What you are asked to do -
Gather every line of the records below that contains the string "building". Letter case counts.

Detection annotation records -
[Begin]
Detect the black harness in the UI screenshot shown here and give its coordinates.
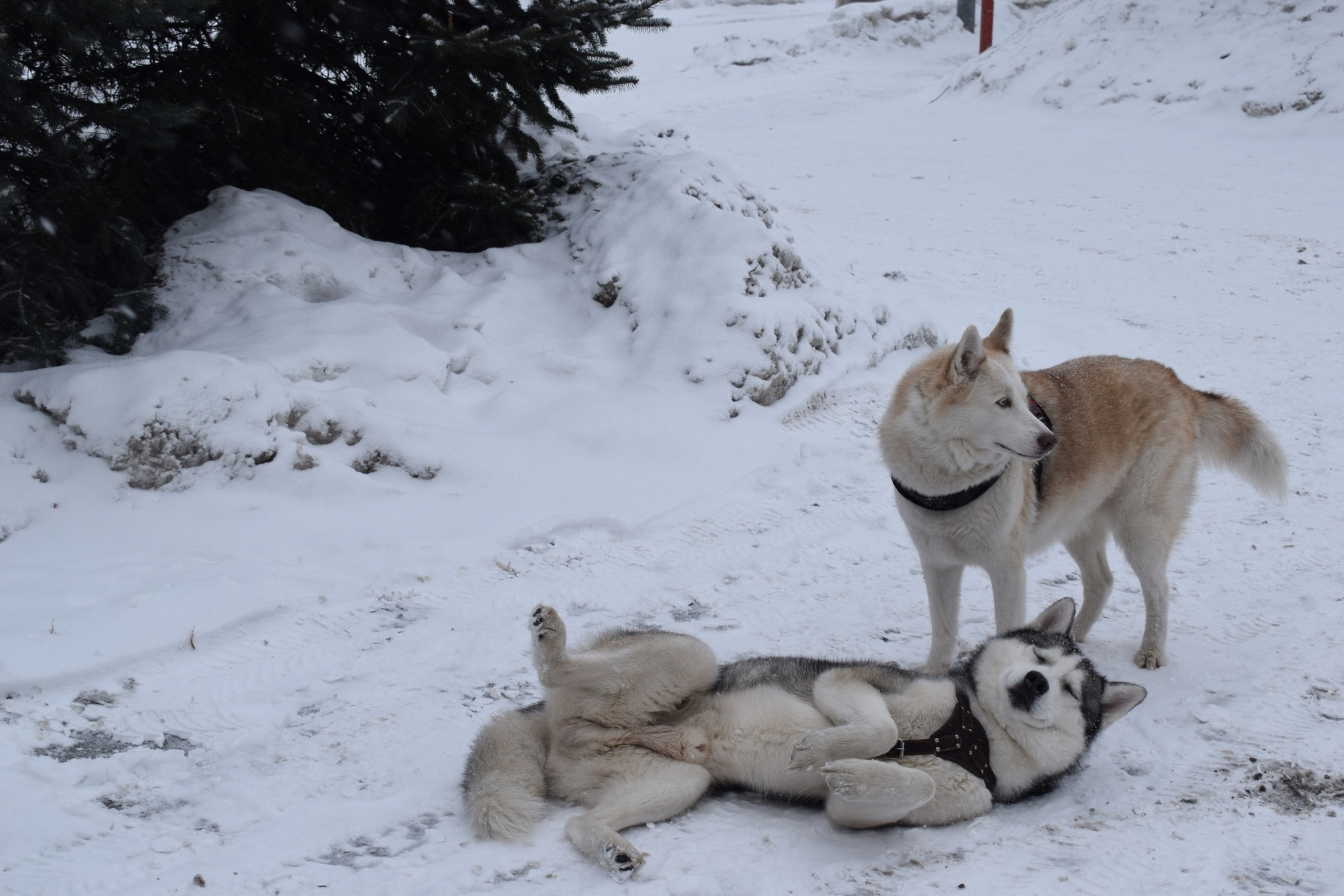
[877,691,999,794]
[891,395,1055,510]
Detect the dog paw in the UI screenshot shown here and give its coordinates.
[598,838,644,884]
[821,759,938,817]
[821,759,872,802]
[527,603,564,647]
[1135,646,1167,669]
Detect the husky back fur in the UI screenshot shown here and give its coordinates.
[879,309,1288,672]
[463,598,1146,878]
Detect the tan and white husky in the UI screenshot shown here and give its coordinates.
[463,598,1146,878]
[879,309,1288,672]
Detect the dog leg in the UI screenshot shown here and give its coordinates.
[527,605,568,688]
[1064,523,1116,641]
[789,669,899,771]
[1116,529,1171,669]
[821,759,938,828]
[985,555,1027,634]
[919,558,965,674]
[564,758,709,881]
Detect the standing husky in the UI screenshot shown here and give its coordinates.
[463,598,1146,878]
[879,309,1288,672]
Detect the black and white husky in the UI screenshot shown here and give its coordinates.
[463,598,1148,878]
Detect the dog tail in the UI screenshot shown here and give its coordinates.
[1195,392,1288,504]
[463,703,550,840]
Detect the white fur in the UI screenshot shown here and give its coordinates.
[464,598,1145,880]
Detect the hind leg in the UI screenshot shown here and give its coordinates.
[564,756,709,880]
[1116,457,1195,669]
[1064,520,1116,641]
[919,555,965,674]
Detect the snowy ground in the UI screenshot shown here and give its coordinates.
[0,0,1344,896]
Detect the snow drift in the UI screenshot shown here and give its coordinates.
[7,122,904,487]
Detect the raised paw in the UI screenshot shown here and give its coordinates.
[1135,646,1167,669]
[821,759,872,802]
[527,603,564,649]
[598,837,644,883]
[821,759,936,814]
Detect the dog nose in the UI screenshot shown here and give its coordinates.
[1021,669,1049,697]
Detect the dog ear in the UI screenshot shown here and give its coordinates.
[985,308,1012,355]
[1027,598,1078,634]
[948,324,985,386]
[1101,681,1148,728]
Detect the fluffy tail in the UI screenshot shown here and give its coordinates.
[463,704,550,840]
[1195,392,1288,502]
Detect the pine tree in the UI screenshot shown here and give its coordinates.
[0,0,199,363]
[0,0,667,363]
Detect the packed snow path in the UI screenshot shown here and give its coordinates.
[0,1,1344,896]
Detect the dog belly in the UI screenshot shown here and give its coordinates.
[695,687,831,800]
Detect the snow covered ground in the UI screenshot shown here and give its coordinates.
[0,0,1344,896]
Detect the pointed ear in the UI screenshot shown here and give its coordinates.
[1101,681,1148,728]
[985,308,1012,355]
[948,324,985,386]
[1027,598,1078,634]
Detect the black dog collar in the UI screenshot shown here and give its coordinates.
[877,691,999,794]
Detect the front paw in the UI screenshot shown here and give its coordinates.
[1135,645,1167,669]
[821,759,936,814]
[821,759,872,802]
[598,837,644,884]
[527,603,564,650]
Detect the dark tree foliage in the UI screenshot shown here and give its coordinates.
[0,0,667,363]
[0,0,199,363]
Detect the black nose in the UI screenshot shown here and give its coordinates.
[1008,669,1049,712]
[1021,669,1049,697]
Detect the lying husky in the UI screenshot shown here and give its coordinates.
[463,598,1146,878]
[879,309,1288,672]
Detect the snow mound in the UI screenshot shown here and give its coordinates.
[695,0,971,67]
[5,121,908,487]
[941,0,1344,118]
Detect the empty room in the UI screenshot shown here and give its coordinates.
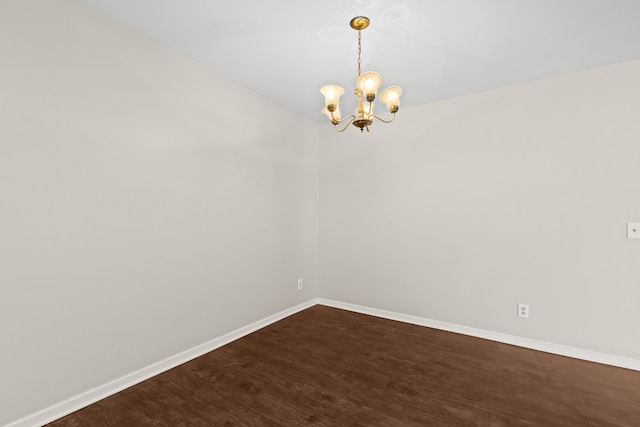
[0,0,640,427]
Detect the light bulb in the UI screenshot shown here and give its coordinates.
[320,85,344,110]
[380,86,402,113]
[356,71,382,102]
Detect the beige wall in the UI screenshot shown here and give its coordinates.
[0,0,318,425]
[5,0,640,424]
[320,61,640,359]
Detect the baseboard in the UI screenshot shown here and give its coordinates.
[5,298,640,427]
[317,298,640,371]
[5,299,317,427]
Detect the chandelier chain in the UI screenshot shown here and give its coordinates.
[358,30,362,77]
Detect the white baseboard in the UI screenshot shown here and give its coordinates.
[317,298,640,371]
[5,298,640,427]
[5,299,318,427]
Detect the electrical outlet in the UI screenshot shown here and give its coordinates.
[518,304,529,319]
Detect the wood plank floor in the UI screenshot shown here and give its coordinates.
[50,306,640,427]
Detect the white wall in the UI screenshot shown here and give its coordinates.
[0,0,318,425]
[320,61,640,359]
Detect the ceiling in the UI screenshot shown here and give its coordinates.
[82,0,640,121]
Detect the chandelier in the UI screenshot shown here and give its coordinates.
[320,16,402,132]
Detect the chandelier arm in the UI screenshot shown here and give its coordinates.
[372,113,396,123]
[331,111,356,126]
[333,114,356,132]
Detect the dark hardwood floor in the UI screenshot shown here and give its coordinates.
[50,306,640,427]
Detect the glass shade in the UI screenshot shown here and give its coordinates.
[380,86,402,113]
[322,107,341,121]
[320,85,344,108]
[356,71,382,101]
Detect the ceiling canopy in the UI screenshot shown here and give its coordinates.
[83,0,640,122]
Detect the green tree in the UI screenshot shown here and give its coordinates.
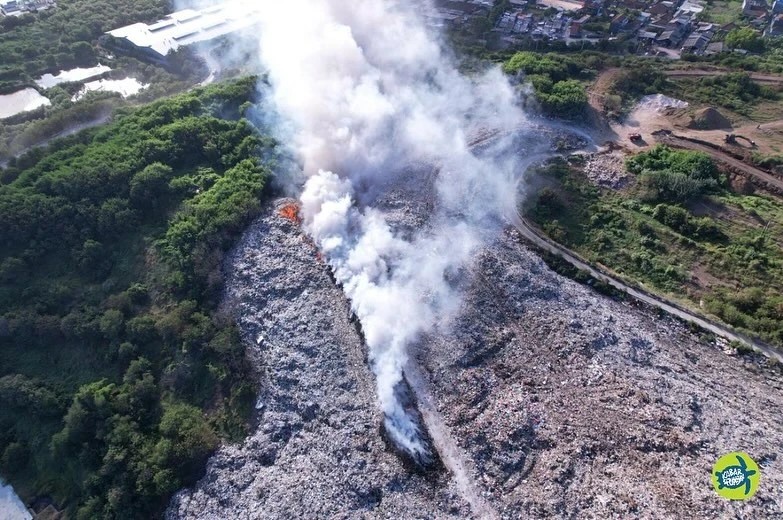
[725,27,765,52]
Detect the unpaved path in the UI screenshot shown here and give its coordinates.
[511,206,783,363]
[664,69,783,84]
[661,135,783,192]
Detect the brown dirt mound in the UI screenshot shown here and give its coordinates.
[687,107,731,130]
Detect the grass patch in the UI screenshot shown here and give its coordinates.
[525,153,783,345]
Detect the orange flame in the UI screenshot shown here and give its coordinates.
[279,202,302,225]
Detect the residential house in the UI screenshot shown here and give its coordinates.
[742,0,769,18]
[767,13,783,36]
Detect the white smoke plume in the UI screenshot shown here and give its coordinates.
[245,0,524,458]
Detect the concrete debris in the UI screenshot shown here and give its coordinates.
[167,190,783,520]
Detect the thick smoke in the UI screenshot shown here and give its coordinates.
[250,0,524,459]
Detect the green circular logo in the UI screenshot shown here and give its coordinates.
[712,451,761,500]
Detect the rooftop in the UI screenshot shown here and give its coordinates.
[108,1,260,56]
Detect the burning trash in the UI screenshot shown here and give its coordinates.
[278,202,302,226]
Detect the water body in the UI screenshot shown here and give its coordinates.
[0,480,33,520]
[0,88,52,119]
[72,78,149,101]
[35,65,111,88]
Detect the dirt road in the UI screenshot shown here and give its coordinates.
[660,135,783,192]
[512,209,783,363]
[664,69,783,85]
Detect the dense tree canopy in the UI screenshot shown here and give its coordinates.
[725,27,764,52]
[0,78,274,519]
[626,145,721,202]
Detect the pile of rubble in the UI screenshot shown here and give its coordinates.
[167,190,783,520]
[584,150,634,190]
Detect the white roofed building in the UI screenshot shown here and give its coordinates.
[103,2,261,62]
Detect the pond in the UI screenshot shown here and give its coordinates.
[0,480,33,520]
[72,78,149,101]
[0,88,52,119]
[35,65,111,88]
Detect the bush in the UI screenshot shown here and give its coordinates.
[626,145,722,202]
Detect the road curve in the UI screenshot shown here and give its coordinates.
[664,69,783,84]
[511,212,783,363]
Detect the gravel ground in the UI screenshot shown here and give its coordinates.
[584,150,634,190]
[167,198,469,520]
[418,231,783,519]
[167,190,783,519]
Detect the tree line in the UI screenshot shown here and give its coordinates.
[0,78,276,519]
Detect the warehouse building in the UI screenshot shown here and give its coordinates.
[101,2,260,63]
[End]
Right answer -
Detect the white roofed building in the UI screenshot shown here and give its coordinates.
Detect the warehouse building in the UI screenshot shown here and give its coordinates.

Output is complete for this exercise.